> **Written problem**:
Find every line in the items below that contains the string "sleeve", and copy each one out. Case matters.

> **Dataset**:
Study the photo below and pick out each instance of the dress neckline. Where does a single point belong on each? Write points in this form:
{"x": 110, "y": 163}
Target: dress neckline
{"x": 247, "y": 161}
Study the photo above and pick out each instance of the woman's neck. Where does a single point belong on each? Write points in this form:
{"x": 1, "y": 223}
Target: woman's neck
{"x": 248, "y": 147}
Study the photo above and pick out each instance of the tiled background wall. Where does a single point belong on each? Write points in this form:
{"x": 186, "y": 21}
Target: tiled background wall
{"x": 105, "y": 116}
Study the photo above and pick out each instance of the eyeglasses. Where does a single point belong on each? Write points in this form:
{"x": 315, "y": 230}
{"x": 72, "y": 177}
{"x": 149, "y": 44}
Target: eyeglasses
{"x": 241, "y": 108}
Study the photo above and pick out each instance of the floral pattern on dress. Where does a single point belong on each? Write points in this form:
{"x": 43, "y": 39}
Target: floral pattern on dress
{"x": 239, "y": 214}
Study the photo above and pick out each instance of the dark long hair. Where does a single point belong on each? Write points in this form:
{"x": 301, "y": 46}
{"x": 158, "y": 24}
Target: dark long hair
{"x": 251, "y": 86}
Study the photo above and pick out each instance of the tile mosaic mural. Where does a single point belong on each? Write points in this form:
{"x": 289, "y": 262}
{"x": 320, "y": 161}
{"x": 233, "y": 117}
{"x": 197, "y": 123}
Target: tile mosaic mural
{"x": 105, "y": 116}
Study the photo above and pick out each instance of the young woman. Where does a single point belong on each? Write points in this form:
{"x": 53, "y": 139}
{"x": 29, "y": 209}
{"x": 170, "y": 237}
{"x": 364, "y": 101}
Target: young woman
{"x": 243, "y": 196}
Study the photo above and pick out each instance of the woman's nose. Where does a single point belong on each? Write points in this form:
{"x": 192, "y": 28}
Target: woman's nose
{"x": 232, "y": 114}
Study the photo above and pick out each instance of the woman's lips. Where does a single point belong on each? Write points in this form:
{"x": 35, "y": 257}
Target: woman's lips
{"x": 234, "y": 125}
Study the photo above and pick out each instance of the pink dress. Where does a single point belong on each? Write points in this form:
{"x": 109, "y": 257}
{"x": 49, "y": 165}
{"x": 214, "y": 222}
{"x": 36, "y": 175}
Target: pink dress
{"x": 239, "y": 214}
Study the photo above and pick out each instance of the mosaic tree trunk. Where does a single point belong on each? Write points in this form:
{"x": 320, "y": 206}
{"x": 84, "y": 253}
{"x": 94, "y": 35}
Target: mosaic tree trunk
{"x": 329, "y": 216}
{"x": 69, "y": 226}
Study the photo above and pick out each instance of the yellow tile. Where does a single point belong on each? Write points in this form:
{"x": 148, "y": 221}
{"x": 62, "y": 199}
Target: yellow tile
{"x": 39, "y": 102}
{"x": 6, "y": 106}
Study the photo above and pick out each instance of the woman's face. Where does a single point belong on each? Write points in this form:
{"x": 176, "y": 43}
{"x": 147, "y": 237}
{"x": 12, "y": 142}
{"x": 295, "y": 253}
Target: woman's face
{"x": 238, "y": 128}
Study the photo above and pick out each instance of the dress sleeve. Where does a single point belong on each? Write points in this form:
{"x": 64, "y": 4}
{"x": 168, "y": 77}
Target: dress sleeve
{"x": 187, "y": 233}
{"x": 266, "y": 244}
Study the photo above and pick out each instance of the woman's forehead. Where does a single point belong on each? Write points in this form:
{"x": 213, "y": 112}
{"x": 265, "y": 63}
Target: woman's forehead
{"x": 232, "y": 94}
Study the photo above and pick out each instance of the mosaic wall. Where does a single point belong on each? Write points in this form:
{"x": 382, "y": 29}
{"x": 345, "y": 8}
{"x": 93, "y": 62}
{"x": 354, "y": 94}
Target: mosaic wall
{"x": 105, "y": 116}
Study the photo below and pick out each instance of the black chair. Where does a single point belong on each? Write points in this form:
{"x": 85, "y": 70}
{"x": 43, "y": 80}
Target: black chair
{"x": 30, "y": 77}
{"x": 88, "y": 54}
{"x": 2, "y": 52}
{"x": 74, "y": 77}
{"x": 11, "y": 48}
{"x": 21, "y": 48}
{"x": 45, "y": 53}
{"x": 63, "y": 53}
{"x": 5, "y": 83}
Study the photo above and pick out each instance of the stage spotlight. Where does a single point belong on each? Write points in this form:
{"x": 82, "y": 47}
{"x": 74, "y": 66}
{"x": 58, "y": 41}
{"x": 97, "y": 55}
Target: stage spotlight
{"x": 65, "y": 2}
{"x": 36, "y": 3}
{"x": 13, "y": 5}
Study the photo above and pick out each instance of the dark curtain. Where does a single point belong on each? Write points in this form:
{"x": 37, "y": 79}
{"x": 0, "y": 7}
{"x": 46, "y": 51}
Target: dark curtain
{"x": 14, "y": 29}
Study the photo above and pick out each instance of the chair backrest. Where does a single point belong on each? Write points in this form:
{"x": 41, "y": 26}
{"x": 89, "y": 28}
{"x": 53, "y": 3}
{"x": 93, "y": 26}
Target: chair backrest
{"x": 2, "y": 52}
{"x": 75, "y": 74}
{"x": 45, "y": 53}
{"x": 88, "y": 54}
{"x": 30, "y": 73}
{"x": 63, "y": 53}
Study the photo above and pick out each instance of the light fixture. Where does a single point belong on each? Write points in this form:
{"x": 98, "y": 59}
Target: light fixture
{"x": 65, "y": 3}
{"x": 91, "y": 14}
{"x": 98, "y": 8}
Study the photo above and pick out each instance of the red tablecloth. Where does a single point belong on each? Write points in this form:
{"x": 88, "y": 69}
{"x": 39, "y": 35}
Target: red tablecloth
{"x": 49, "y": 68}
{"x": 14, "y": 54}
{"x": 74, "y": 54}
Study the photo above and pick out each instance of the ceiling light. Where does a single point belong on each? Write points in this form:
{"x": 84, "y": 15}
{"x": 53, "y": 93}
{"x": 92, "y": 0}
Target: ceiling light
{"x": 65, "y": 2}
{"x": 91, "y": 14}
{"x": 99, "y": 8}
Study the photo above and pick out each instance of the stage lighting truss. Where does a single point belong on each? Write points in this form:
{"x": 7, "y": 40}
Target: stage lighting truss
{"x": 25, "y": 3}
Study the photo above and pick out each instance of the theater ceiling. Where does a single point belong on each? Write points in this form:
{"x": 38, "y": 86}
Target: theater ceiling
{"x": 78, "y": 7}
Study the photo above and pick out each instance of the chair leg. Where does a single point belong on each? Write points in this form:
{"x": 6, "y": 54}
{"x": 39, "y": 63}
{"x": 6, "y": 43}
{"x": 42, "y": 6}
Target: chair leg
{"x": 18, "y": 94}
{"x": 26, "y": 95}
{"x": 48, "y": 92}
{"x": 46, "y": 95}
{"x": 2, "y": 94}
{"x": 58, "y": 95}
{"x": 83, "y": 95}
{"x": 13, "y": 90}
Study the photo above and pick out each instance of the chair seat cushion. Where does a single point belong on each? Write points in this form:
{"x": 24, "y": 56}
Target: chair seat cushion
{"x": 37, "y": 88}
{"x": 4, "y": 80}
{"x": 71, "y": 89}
---
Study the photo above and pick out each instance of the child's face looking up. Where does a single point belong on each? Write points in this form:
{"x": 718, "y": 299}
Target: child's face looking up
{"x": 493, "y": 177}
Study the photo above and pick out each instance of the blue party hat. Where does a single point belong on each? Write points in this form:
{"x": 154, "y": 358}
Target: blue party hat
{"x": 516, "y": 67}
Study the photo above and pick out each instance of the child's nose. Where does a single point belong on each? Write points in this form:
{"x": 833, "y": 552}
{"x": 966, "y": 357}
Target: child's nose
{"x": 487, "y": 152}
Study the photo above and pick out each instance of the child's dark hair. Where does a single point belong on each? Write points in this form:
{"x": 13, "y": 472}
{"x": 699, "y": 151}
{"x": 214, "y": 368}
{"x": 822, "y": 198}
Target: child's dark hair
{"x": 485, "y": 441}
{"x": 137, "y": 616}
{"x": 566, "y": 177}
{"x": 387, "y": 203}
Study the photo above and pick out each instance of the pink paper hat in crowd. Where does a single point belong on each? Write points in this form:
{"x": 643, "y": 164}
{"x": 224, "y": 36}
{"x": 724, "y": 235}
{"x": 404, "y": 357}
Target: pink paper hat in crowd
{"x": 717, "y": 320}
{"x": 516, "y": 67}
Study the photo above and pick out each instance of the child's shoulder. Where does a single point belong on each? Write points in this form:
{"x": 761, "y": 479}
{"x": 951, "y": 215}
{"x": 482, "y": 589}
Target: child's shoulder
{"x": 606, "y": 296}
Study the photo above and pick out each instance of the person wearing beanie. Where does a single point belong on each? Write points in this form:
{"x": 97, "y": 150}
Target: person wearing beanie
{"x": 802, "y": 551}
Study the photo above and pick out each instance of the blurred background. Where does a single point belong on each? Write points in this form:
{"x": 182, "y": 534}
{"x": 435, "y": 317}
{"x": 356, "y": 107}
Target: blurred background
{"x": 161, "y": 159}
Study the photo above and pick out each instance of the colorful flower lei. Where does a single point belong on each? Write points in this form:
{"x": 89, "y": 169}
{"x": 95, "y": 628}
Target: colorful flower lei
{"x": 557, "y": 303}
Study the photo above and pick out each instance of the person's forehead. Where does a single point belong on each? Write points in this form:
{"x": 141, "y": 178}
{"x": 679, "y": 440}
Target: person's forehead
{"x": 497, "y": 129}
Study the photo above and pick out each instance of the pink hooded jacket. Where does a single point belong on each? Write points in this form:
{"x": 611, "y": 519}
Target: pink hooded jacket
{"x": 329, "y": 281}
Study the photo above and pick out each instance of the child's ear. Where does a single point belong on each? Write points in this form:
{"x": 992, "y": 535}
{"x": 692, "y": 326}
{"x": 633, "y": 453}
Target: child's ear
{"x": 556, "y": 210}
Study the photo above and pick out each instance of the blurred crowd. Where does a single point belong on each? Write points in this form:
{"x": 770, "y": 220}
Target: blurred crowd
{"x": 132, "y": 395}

> **Answer below**:
Study the photo above and pick out each instance of the dress sleeve. Where does a single point belong on each? Write points in this form:
Target: dress sleeve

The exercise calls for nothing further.